• **Goal of the exercise**
Return every line in the records below that contains the word "white". Treat upper and lower case as different.

• **Input**

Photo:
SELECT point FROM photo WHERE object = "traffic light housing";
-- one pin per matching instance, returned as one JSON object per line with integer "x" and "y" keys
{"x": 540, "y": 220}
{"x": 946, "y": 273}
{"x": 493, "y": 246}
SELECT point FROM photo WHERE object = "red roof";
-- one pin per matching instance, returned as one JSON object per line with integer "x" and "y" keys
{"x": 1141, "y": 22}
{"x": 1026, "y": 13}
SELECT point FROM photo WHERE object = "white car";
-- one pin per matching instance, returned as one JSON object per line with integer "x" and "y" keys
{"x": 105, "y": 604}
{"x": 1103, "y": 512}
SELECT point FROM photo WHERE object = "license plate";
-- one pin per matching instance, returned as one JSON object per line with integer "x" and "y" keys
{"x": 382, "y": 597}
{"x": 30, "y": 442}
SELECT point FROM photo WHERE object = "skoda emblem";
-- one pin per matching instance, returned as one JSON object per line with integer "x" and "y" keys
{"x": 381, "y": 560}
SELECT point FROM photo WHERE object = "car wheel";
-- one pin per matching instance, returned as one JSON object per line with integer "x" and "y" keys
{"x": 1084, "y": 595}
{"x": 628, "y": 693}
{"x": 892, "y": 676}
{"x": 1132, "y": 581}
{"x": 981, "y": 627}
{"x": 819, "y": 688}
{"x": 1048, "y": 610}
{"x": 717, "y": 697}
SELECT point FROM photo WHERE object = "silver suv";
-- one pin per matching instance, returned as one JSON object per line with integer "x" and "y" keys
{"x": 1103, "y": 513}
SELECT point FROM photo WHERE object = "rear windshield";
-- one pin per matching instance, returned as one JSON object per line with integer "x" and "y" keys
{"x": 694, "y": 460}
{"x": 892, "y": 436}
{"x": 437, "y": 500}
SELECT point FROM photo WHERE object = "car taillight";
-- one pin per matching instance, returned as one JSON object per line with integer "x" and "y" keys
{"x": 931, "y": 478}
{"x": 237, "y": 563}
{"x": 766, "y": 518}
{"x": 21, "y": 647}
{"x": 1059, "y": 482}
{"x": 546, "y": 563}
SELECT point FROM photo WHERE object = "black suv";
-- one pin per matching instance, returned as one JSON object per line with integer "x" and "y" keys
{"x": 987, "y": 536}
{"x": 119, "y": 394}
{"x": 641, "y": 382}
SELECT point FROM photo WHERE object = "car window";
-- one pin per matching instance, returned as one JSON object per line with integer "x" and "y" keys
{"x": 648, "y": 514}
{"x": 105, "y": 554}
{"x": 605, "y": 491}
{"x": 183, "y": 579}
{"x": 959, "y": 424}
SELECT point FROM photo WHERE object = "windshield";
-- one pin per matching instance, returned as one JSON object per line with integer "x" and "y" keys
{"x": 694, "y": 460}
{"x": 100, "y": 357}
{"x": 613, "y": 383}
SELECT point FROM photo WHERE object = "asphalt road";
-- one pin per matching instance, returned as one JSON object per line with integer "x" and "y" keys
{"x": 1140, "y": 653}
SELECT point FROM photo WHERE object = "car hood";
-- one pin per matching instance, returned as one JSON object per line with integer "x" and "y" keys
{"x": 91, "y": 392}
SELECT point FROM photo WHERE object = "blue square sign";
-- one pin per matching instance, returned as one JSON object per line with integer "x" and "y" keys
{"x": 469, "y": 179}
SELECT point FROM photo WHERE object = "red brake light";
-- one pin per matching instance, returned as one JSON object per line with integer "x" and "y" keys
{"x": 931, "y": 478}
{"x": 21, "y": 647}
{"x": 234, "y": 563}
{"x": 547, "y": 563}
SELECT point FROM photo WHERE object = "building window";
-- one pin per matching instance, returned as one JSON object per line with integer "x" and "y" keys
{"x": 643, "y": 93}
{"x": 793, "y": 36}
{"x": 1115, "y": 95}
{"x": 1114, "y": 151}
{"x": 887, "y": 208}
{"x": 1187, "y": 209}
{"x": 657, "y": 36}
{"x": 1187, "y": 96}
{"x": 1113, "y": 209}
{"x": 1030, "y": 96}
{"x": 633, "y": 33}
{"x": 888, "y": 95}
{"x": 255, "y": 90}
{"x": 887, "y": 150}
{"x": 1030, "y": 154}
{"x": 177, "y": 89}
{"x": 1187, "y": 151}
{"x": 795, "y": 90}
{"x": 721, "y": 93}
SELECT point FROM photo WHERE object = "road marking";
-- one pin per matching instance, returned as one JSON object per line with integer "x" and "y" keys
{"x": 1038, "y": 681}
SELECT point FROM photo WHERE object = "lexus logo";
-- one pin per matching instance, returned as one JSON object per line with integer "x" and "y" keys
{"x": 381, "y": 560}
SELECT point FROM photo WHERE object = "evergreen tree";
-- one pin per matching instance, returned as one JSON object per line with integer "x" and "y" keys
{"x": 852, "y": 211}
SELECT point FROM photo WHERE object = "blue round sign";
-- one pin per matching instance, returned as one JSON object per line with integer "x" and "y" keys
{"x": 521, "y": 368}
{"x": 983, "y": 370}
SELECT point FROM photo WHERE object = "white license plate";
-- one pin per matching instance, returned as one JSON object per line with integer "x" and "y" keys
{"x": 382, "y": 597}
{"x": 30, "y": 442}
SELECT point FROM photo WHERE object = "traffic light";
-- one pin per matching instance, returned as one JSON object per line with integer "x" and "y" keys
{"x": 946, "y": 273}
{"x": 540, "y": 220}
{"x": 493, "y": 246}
* * *
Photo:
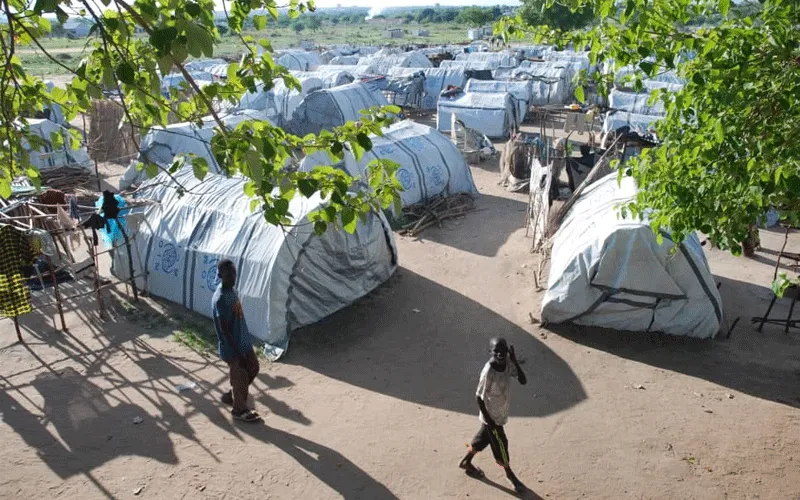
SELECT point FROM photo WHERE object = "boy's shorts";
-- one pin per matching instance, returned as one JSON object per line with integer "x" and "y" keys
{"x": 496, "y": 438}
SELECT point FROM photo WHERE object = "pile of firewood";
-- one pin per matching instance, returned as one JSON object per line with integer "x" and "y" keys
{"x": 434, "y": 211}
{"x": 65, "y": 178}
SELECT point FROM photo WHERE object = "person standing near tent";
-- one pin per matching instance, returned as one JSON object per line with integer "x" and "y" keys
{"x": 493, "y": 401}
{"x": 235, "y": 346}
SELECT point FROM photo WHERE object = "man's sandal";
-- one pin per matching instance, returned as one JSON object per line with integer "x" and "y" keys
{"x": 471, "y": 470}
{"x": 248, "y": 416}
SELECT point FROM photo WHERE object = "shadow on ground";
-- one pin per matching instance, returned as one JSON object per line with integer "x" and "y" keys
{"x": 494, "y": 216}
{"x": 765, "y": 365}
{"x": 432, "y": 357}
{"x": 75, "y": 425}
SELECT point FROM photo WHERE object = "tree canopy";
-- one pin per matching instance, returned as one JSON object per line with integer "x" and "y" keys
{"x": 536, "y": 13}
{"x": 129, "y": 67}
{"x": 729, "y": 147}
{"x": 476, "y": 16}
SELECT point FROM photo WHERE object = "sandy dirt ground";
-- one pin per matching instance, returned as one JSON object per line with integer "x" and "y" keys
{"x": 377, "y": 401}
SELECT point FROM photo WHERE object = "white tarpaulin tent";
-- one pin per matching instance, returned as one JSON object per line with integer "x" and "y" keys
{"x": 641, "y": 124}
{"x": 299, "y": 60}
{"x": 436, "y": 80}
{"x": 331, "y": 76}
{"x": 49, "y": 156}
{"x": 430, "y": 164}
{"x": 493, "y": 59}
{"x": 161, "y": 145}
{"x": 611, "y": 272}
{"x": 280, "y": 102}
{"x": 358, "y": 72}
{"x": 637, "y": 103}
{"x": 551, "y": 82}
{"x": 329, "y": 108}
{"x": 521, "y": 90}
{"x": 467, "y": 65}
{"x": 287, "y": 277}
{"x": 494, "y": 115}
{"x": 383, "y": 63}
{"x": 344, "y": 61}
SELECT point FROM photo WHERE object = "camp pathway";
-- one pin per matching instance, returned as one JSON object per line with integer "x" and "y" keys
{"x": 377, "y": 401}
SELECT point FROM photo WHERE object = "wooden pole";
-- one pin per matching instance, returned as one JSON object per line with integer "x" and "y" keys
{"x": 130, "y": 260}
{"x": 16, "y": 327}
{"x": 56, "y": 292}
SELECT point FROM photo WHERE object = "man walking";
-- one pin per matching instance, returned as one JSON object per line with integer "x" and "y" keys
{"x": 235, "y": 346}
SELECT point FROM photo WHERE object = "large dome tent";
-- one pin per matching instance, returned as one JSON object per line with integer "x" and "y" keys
---
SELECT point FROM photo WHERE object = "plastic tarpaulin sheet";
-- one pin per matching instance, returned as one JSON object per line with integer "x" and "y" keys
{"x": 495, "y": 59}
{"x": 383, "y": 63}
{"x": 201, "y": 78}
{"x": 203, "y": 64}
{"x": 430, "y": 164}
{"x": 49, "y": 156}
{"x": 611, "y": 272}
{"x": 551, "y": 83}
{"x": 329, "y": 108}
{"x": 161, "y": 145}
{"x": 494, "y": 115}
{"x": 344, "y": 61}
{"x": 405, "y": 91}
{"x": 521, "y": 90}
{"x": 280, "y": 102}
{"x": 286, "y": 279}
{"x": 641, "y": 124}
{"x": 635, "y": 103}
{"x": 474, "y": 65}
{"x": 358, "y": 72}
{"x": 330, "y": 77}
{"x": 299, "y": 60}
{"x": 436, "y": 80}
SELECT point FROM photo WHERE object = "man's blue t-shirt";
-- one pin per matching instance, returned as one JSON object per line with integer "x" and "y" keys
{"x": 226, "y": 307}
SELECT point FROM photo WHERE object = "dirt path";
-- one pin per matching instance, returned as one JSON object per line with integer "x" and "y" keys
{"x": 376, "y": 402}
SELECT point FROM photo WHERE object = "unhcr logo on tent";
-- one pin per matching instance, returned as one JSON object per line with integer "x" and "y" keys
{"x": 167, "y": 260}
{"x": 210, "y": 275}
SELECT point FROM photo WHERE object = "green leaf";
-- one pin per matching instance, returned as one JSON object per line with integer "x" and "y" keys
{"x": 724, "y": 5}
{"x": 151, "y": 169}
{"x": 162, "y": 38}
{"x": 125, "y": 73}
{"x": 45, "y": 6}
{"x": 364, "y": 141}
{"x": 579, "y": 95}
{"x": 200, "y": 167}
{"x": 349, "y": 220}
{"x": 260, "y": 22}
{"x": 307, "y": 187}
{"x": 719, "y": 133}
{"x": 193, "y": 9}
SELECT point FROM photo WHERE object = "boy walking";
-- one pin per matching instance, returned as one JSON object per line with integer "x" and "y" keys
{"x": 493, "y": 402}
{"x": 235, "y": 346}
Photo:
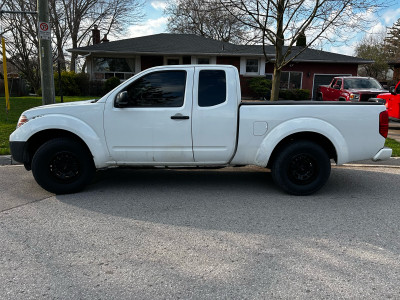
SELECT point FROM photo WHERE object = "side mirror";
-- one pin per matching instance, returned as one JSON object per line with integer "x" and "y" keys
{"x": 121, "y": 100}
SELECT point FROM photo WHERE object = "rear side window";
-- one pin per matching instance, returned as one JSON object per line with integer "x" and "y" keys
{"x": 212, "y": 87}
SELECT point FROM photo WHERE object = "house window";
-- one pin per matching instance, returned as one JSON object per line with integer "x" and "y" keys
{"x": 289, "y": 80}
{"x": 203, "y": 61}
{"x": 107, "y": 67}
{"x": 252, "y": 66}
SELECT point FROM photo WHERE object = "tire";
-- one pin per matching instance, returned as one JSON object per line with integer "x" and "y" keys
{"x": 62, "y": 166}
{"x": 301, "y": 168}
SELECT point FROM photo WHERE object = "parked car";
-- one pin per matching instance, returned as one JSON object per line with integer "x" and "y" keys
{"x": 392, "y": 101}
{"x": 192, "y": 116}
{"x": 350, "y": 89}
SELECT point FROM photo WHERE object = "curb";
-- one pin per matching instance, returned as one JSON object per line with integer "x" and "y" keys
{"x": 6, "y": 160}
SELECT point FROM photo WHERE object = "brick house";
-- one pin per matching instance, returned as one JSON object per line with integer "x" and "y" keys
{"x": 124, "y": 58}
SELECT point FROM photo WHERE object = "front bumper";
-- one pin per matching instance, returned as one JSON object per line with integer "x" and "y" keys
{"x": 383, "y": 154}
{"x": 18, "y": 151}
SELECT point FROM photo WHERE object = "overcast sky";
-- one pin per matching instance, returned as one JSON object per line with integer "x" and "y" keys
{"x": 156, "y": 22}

• **Written answer**
SELECT point FROM photo WHERE object = "white car";
SELECT point FROM photo WHERE object = "white license plate";
SELECT point FROM photo WHERE object = "white tarpaulin tent";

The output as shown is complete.